As a result of my experience with OpenVZ I set up a virtual build machine that runs about 16 variations of operating systems and versions using a combination of Xen and OpenVZ. This allows me to a release a new version of mtx for for two versions of Debian, three of Fedora, two of CentOS/RHEL, two of FreeBSD, three of OpenSUSE, three of Ubuntu and Windows for both 32 and 64 bits in an hour or so. That's a total of 32 different builds all using one machine with no reinstalls, rebooting or other manual steps.

The stock vzpkg

ML: So, vzpkg used to work fairly well but over time, in certain situations, it started to fail. What is wrong with the current version?

Robert: The main limitation of the current version is it was developed to support Red Hat distributions and is dependent on Yum/RPM. Another limitation is that, due to the structure of the template meta data, there was a lot of duplication of information resulting in extra maintenance.

vzpkg2 and pkg-cacher

ML: You have added a number of features / capabilities to vzpkg. Could you give us an overview of what's new?

Robert: I think the most significant change over the stock version of vzpkg is the separation of the packager specific code from the higher level code. This allows scripts to be written to support other package managers like apt which is used on Debian and Ubuntu.

The other slightly less significant change is the introduction of the concept of a hierarchical structure to the template meta data. Information which is the same for all versions and platforms of a distribution need only be specified once. If there is a need for separate settings for a specific version it can be overridden by a file lower in the template meta data tree.

Also new packager-independent commands have been added for managing packages in installed containers.

ML: You added a new package named pkg-cacher. Where did pkg-cacher come from and what does it do exactly? Can pkg-cacher be used independantly of vzpkg2?

Robert: Most people managing multiple machines (physical or virtual) end up installing a local mirror of some sort. This ranges from a subset of a distribution like only the updates for a distribution on a single platform to multiple mirrors of multiple distributions, versions and platforms. These mirrors are generally maintained using rsync. They are used to reduce bandwidth usage and installation time.

However the amount of disk space and bandwidth used to maintain these mirrors can be quite significant. Particularly when most of the packages are never actually used in the target environment.

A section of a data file
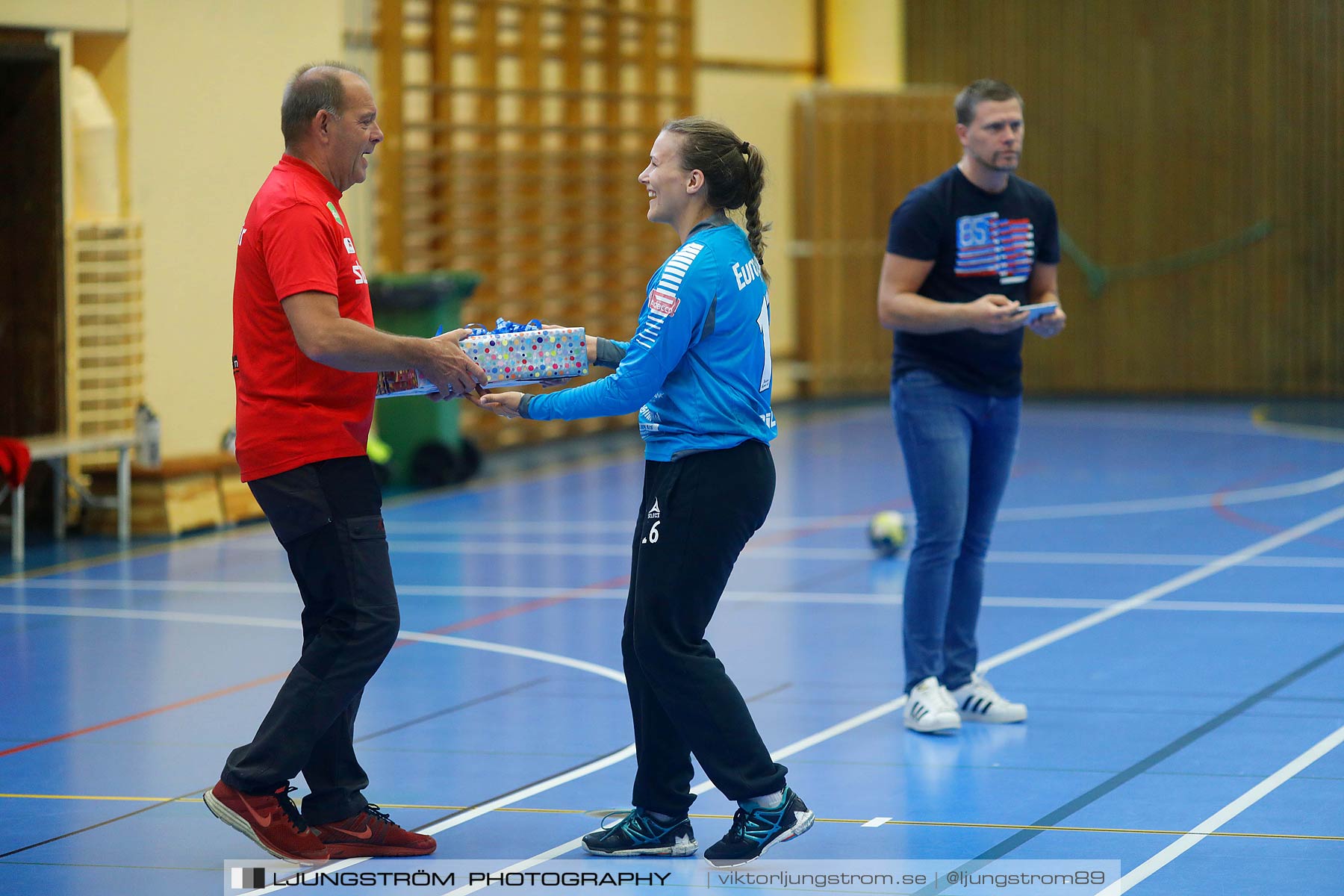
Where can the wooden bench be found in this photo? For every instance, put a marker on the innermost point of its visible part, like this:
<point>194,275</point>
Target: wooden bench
<point>184,494</point>
<point>55,450</point>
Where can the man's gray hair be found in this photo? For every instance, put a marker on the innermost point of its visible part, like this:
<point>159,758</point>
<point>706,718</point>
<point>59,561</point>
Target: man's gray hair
<point>976,93</point>
<point>311,90</point>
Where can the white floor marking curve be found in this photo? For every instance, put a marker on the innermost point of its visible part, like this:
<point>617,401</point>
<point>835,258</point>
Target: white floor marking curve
<point>1035,644</point>
<point>1226,815</point>
<point>858,598</point>
<point>265,622</point>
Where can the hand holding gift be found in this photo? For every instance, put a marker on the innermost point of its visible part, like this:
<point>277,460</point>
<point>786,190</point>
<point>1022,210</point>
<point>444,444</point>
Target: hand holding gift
<point>527,354</point>
<point>510,355</point>
<point>503,403</point>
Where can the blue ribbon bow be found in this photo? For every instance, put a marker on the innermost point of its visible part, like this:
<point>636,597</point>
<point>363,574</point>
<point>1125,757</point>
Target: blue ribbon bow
<point>503,327</point>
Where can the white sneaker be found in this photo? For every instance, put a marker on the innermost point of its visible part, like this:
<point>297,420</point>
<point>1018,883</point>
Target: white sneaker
<point>979,702</point>
<point>930,709</point>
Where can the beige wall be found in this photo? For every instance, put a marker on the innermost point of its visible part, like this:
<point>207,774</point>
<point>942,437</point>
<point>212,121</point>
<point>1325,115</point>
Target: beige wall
<point>866,43</point>
<point>759,105</point>
<point>201,87</point>
<point>203,93</point>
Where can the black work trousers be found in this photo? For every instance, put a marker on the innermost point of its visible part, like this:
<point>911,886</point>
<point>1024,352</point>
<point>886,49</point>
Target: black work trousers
<point>329,517</point>
<point>697,516</point>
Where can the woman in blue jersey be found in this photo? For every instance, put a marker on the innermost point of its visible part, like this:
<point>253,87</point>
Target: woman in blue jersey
<point>698,373</point>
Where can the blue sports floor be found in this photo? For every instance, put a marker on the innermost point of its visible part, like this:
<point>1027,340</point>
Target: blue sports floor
<point>1166,591</point>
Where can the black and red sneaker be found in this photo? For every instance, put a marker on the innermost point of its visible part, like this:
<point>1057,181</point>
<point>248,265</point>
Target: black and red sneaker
<point>270,820</point>
<point>371,833</point>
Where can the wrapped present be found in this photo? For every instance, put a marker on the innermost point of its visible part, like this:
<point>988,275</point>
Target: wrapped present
<point>526,354</point>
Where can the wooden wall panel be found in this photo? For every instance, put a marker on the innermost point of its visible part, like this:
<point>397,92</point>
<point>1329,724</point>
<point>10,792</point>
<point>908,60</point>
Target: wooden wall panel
<point>526,125</point>
<point>1167,132</point>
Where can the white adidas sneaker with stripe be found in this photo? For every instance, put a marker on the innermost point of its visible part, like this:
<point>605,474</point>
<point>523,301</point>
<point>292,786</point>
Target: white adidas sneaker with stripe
<point>979,702</point>
<point>930,709</point>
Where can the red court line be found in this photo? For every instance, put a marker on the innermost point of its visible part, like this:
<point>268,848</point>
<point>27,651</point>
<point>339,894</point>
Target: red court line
<point>1260,526</point>
<point>147,714</point>
<point>457,626</point>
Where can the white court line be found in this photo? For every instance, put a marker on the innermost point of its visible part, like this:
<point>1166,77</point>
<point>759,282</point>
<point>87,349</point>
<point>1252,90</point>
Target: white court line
<point>858,598</point>
<point>786,553</point>
<point>841,727</point>
<point>1045,512</point>
<point>1035,644</point>
<point>1226,815</point>
<point>1171,585</point>
<point>267,622</point>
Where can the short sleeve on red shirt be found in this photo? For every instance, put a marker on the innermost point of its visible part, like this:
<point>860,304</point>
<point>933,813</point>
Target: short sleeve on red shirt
<point>293,410</point>
<point>299,250</point>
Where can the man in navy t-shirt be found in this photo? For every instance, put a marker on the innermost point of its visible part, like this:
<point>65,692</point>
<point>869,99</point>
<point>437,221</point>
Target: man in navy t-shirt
<point>965,254</point>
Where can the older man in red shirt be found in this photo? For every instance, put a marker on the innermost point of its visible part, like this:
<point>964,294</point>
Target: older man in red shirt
<point>305,361</point>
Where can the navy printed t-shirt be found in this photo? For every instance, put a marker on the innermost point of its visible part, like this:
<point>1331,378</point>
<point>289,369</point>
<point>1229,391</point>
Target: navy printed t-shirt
<point>980,243</point>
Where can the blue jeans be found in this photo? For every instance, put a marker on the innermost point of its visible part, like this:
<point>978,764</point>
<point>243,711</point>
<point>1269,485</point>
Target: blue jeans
<point>959,449</point>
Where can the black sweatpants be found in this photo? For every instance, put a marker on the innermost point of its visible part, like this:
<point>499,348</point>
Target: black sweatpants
<point>329,517</point>
<point>697,516</point>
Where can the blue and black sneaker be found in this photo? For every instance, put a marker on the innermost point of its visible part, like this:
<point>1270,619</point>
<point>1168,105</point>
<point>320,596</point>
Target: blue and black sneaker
<point>640,835</point>
<point>754,830</point>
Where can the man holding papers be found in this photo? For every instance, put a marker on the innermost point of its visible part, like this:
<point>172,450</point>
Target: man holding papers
<point>968,254</point>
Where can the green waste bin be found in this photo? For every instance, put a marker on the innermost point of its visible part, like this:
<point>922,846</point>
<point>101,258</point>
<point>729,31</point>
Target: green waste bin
<point>428,449</point>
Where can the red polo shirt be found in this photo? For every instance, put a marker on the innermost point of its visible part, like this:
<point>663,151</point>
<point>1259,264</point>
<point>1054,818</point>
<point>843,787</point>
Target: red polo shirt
<point>293,410</point>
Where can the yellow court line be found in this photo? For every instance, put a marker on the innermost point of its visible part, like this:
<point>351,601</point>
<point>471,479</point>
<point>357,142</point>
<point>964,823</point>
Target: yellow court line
<point>838,821</point>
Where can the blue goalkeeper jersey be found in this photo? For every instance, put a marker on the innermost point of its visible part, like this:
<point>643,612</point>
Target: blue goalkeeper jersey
<point>698,370</point>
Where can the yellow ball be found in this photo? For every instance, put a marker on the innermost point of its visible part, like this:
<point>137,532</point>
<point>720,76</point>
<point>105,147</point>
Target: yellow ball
<point>887,532</point>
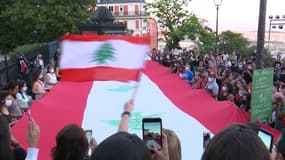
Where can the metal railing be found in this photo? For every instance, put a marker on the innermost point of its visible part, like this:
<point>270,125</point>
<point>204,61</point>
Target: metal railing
<point>9,68</point>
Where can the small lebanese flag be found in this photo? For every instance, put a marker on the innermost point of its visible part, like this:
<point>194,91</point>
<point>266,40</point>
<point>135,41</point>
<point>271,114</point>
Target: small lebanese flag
<point>90,57</point>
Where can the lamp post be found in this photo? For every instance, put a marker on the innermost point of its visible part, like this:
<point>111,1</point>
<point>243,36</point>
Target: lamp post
<point>273,23</point>
<point>217,3</point>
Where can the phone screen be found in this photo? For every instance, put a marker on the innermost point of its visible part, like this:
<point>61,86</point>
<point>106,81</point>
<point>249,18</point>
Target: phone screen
<point>266,137</point>
<point>152,136</point>
<point>206,139</point>
<point>88,135</point>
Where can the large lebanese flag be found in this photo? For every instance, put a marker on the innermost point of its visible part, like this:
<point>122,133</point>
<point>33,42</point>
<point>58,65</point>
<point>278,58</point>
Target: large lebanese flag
<point>91,57</point>
<point>97,105</point>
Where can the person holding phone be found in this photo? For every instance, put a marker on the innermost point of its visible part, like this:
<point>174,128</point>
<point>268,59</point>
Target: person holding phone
<point>69,139</point>
<point>10,149</point>
<point>278,153</point>
<point>125,146</point>
<point>225,144</point>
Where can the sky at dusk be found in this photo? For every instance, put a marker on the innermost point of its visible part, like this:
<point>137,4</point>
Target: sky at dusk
<point>237,15</point>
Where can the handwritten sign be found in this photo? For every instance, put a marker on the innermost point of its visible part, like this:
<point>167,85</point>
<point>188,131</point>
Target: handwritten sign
<point>261,98</point>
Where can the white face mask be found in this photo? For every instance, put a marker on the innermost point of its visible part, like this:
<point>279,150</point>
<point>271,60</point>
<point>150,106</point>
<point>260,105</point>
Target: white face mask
<point>24,89</point>
<point>8,102</point>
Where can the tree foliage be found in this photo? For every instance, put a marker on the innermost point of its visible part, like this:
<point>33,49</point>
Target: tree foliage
<point>35,21</point>
<point>177,23</point>
<point>230,42</point>
<point>203,36</point>
<point>170,16</point>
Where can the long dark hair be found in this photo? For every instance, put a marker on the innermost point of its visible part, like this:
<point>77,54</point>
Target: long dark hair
<point>236,142</point>
<point>5,140</point>
<point>71,144</point>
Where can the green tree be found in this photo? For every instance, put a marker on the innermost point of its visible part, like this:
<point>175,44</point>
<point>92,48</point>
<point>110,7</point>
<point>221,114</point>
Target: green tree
<point>104,53</point>
<point>34,21</point>
<point>203,36</point>
<point>230,42</point>
<point>171,15</point>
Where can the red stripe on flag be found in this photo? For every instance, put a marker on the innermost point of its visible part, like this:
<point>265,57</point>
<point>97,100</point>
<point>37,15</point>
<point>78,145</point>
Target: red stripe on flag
<point>100,73</point>
<point>214,115</point>
<point>131,39</point>
<point>64,104</point>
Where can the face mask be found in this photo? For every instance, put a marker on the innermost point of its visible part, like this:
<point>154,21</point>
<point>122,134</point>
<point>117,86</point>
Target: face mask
<point>8,102</point>
<point>240,92</point>
<point>24,89</point>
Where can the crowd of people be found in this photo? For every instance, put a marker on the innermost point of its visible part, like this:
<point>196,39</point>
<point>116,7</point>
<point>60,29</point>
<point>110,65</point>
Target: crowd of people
<point>236,142</point>
<point>226,77</point>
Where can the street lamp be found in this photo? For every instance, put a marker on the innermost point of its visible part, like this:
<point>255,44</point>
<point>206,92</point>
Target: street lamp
<point>273,23</point>
<point>217,3</point>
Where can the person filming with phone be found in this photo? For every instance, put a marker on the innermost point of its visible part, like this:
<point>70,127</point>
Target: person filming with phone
<point>125,146</point>
<point>10,149</point>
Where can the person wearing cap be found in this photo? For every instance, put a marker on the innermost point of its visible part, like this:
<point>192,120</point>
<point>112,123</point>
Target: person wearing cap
<point>212,86</point>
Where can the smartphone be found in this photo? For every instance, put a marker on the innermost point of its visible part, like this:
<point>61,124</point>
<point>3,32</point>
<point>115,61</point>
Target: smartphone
<point>88,134</point>
<point>266,137</point>
<point>206,139</point>
<point>152,133</point>
<point>29,115</point>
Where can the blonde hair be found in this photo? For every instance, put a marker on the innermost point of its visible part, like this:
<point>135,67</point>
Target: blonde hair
<point>174,146</point>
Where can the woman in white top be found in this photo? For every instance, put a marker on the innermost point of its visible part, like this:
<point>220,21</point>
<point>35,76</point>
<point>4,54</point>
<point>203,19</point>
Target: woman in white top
<point>50,78</point>
<point>38,85</point>
<point>23,99</point>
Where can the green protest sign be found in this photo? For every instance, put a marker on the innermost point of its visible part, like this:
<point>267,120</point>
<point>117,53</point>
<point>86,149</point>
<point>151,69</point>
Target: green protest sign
<point>261,97</point>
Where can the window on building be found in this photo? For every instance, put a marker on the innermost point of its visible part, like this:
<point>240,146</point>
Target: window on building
<point>125,10</point>
<point>116,10</point>
<point>111,8</point>
<point>137,24</point>
<point>136,10</point>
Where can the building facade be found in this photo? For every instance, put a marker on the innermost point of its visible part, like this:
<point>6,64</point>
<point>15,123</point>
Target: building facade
<point>130,12</point>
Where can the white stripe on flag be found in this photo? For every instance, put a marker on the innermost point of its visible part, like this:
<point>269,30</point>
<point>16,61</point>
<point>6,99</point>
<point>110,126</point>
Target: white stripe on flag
<point>105,103</point>
<point>79,54</point>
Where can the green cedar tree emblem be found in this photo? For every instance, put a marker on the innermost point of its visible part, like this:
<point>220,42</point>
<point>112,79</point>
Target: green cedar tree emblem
<point>104,54</point>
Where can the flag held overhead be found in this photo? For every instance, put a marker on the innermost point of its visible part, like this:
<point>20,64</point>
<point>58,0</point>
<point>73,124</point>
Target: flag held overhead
<point>88,58</point>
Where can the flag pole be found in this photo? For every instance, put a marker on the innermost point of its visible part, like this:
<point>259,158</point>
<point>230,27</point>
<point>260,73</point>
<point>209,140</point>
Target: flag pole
<point>136,87</point>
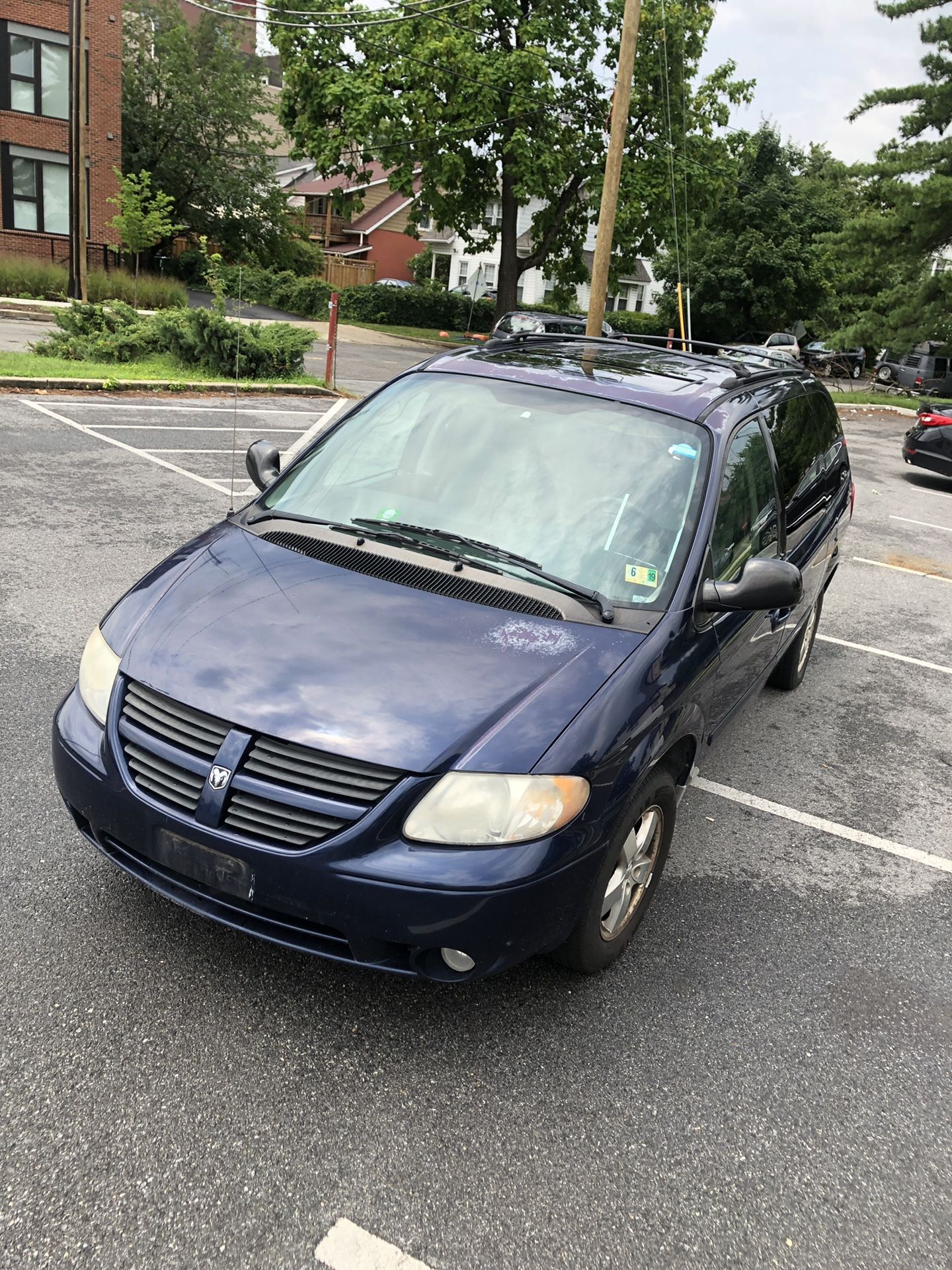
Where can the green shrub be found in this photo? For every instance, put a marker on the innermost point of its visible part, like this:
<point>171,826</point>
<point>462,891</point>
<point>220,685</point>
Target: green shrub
<point>636,324</point>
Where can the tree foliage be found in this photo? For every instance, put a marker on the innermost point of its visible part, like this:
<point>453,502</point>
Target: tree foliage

* _Exercise set_
**A)** Reproduce the passage in the interview starting with "Robert: I think" and going on through "Debian and Ubuntu.".
**B)** According to the interview, what tool is generally used to maintain local mirrors?

* _Full solutions_
**A)**
Robert: I think the most significant change over the stock version of vzpkg is the separation of the packager specific code from the higher level code. This allows scripts to be written to support other package managers like apt which is used on Debian and Ubuntu.

**B)** Rsync.